══ Excerpt
Cukierman said Jews are leaving France for three main reasons: a weak economy, renewed anti-Semitism, and the difficulty for Orthodox Jews in pursuing advanced studies in France – because of similar requests from other students as the Muslim population has increased, French universities have largely stopped accommodating any such requests, including from observant Jewish students when the date of an exam falls on Shabbat or a Jewish holiday.
“French Jews who don’t make aliyah mostly leave for the United States, Canada or Australia. The French have always considered Canada a land of prosperity that has a future,” Cukierman said in an interview.
“French Jews who choose Quebec are privileged on two counts: they are francophone and they will find a dynamic, prosperous and remarkably well-organized Jewish community in Montreal.”
A study undertaken in 2013 by the European Union Agency for Fundamental Rights that looked at Jewish communities in eight of the 28 members of the EU – those eight included about 90 per cent of European Jews – found that 40 per cent of Belgian Jews are thinking about leaving their homeland soon.
According to physician Maurice Sosnowski, president of the Comité de Coordination des Organisations Juives de Belgique, the appalling attack at the end of May by a French jihadist on the Jewish museum of Brussels, in which four innocent people died, will certainly convince many Jewish Belgian families to immigrate to a country that’s safer for their children.
Quebec, “for linguistic and cultural reasons,” is undeniably “a very attractive destination” for young, francophone Belgian Jews, said Sosnowski, a noted specialist in neurophysiology and a professor in the faculty of medicine at the Free University of Belgium.
“I am among the many Belgians who greatly admire your country, Canada, a marvellous land of freedom and opportunity,” Sosnowski told The CJN.
════
══ Extracted data
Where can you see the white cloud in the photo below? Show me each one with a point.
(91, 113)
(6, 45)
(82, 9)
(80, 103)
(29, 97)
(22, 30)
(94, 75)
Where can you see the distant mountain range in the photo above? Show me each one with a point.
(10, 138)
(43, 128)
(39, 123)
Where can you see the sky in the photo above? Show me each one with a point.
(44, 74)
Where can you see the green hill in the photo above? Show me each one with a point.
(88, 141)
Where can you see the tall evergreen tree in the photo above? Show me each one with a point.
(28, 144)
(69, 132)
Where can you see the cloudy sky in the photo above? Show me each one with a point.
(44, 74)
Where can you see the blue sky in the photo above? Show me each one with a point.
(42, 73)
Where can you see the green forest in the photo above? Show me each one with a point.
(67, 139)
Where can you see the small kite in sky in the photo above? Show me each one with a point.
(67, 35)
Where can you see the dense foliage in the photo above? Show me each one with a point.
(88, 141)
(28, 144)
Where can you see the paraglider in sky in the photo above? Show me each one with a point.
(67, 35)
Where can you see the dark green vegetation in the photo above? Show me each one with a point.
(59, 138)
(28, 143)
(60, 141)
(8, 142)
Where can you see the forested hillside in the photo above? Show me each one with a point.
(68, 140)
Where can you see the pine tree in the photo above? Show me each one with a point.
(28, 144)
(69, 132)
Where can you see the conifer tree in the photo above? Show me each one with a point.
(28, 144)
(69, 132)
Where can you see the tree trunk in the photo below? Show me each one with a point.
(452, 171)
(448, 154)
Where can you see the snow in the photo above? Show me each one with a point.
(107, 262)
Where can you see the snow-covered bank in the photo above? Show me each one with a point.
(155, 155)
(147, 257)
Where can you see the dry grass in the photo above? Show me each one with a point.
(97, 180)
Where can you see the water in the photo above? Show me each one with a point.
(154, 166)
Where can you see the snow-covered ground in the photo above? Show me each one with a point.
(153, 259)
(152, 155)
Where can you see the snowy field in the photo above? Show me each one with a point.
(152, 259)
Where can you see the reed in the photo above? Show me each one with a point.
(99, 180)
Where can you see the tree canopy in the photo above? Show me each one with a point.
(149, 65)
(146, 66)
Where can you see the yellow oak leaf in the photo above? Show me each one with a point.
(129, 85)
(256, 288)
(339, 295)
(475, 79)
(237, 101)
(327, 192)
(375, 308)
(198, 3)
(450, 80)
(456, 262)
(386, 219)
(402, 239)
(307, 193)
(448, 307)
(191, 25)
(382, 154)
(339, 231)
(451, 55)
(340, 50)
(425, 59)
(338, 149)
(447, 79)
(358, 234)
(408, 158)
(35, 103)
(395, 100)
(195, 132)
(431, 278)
════
▶ Questions to answer
A: Reproduce word for word the stretch of the excerpt from "According to physician" through "University of Belgium.".
B: For each statement, tell whether the excerpt supports it, answering yes or no and quoting the words that decide it: (i) the 2013 study found that 40 per cent of Belgian Jews are thinking about leaving their homeland soon; (ii) the attack on the Jewish museum of Brussels happened at the end of June; (iii) Sosnowski is a professor at the Free University of Belgium.
Rely only on the excerpt for your answers.

▶ Task-by-task solutions
A:
According to physician Maurice Sosnowski, president of the Comité de Coordination des Organisations Juives de Belgique, the appalling attack at the end of May by a French jihadist on the Jewish museum of Brussels, in which four innocent people died, will certainly convince many Jewish Belgian families to immigrate to a country that’s safer for their children.
Quebec, “for linguistic and cultural reasons,” is undeniably “a very attractive destination” for young, francophone Belgian Jews, said Sosnowski, a noted specialist in neurophysiology and a professor in the faculty of medicine at the Free University of Belgium.

B:
(i) Yes: "found that 40 per cent of Belgian Jews are thinking about leaving their homeland soon"
(ii) No: "the appalling attack at the end of May"
(iii) Yes: "a professor in the faculty of medicine at the Free University of Belgium"